TASK REQUIREMENTS
Give a verbatim quotation of every record.
begin DATA TO USE
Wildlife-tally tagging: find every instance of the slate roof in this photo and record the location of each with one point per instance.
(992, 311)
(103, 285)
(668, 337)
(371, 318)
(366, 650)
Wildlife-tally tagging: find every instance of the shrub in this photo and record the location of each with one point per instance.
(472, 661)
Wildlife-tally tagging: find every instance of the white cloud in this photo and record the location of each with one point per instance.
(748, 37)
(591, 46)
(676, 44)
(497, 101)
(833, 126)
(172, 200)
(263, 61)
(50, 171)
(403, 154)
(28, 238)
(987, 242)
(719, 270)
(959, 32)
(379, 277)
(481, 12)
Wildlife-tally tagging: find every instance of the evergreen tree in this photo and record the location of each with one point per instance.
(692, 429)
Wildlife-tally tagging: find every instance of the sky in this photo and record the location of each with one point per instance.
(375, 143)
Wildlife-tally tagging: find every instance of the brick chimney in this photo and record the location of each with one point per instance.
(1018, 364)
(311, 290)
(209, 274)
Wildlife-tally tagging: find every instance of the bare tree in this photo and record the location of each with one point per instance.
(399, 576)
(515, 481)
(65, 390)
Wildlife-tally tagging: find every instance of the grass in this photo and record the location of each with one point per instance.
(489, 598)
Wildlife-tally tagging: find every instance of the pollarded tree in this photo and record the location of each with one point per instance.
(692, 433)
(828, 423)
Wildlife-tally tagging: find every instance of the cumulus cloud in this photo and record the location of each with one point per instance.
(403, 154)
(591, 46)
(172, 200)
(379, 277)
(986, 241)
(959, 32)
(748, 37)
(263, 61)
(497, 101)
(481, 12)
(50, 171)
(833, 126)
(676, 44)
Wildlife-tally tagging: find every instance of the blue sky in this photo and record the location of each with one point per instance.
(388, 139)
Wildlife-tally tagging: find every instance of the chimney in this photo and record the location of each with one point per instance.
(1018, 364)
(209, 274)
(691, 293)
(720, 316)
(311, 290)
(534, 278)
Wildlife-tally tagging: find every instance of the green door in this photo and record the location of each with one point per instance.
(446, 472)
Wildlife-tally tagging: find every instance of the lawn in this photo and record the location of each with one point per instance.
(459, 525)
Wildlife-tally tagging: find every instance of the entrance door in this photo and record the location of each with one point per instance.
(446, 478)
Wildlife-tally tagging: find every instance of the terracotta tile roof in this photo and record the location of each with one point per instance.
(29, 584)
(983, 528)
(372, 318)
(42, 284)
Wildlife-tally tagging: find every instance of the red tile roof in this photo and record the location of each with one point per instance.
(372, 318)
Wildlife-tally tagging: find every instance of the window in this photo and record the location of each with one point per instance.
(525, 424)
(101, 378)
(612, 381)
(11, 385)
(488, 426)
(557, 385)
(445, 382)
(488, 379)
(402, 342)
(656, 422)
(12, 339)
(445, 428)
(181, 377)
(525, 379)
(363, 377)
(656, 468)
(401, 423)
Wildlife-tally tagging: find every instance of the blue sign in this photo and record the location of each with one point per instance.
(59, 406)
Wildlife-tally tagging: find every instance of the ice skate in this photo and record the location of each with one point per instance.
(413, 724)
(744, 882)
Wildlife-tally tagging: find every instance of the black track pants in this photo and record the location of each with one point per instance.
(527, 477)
end DATA TO USE
COMPLETED EXERCISE
Wildlife-tally tagging: find every instance of the slate roof in this photo and record the location of each with one point per instance.
(992, 311)
(103, 285)
(668, 337)
(371, 318)
(366, 650)
Wildlife-tally tagging: find every instance of the shrub in this photo and record the location of each with one point per instance.
(472, 661)
Wildlife-tally tagging: find every instance of the white cloud in this photo and record the location of each with one point per instance.
(748, 37)
(591, 46)
(676, 44)
(497, 101)
(833, 126)
(172, 200)
(263, 61)
(50, 171)
(403, 154)
(28, 238)
(987, 242)
(719, 270)
(959, 32)
(379, 277)
(481, 12)
Wildlife-tally tagging: find every instance of the evergreen tree in this photo and record the location of each with one point per instance.
(692, 429)
Wildlife-tally tagging: find every instance of the sky in this photo and record the location of each with one point per instance.
(375, 143)
Wildlife-tally tagging: find every instance of the brick chimney in this photo and record the location of each with one point per instance.
(1018, 364)
(311, 290)
(209, 274)
Wildlife-tally tagging: find every instance of the bare tree in this photo and record the location of each with one point per instance.
(399, 576)
(515, 481)
(65, 390)
Wildlife-tally tagging: find every instance of the grass in this photo and record the location of each with one point per instance.
(489, 598)
Wildlife-tally tagging: find every instance of the pollarded tree in this photo and record the location of each with one point per instance.
(692, 433)
(828, 423)
Wildlife-tally tagging: find every instance of the cumulus cloud in this photo and record the location of each with one point per instance.
(403, 154)
(591, 46)
(172, 200)
(379, 277)
(986, 241)
(959, 32)
(748, 37)
(263, 61)
(497, 101)
(481, 12)
(50, 171)
(833, 126)
(676, 44)
Wildlife-tally tagging: find every instance of the blue sky in this photo and record the location of each with one point per instance.
(388, 139)
Wildlife-tally tagging: find every instance of the chimney in this photo and record the location of each with one point per instance.
(1018, 364)
(209, 274)
(691, 293)
(720, 316)
(311, 290)
(534, 278)
Wildlife-tally tagging: find every instance of the green door in this photo and record the location of each with one point per instance.
(446, 472)
Wildlife-tally tagging: find every instance of the lawn in this photo and record the location of each with one point per instance.
(459, 525)
Wildlife-tally tagging: find every instance of the entrance door in this photo and record the location of each with one point per instance.
(446, 478)
Wildlife-tally tagging: find every instance of the terracotta tile roof in this photo and record the location of each with one point per instance.
(29, 584)
(983, 528)
(372, 318)
(42, 284)
Wildlife-tally tagging: find every instance of the red tile roof in this photo and record the location of each with one point per instance.
(372, 318)
Wildlife-tally tagging: find every instance of the window in this photo and record the location of each with one point per instance.
(525, 424)
(101, 378)
(612, 381)
(11, 385)
(488, 426)
(557, 385)
(445, 382)
(488, 379)
(402, 342)
(656, 422)
(12, 339)
(445, 428)
(181, 377)
(525, 379)
(363, 377)
(656, 468)
(401, 423)
Wildlife-tally tagging: find every instance of the blue sign in this photo and record the location of each with one point per instance.
(59, 406)
Wildlife-tally tagging: find every instance of the ice skate in this photo and record the location of each with one point per instance.
(413, 724)
(744, 882)
Wildlife-tally tagging: find every instance of the black track pants in this photo and record the location of each with one point per instance.
(527, 477)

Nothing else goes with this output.